Are you OK with this solution? May I add the PR to the Zephyr-TFM repository to speedup Zephyr fixing? Or do you prefer push it to the Upstream TFM first? I will wait for your decision.

Still there are two open questions:

butok commented 8 months ago

The PR has been submitted to the Upstream TFM: https://review.trustedfirmware.org/c/TF-M/trusted-firmware-m/+/26338

d3zd3z commented 8 months ago

At least initially, we should fix this here. I'm not sure what the right upstream fix is, since this code comes from the LPC SDK and not directly from TF-M. It may also be better to try and track down why TF-M does the deinit first. I believe it has to do with how the logging gets initialized, but it still seems weird.

Exercise aim >> Quote every sentence in the forum thread above that ends with a question mark.

Dataset excerpt >>
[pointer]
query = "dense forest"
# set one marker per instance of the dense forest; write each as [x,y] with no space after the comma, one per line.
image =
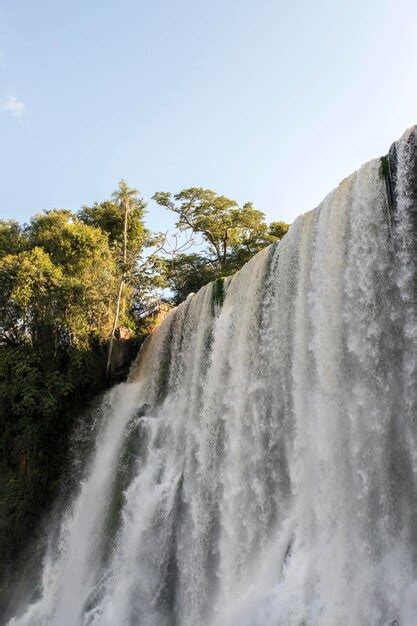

Solution below >>
1. Are you OK with this solution?
2. May I add the PR to the Zephyr-TFM repository to speedup Zephyr fixing?
3. Or do you prefer push it to the Upstream TFM first?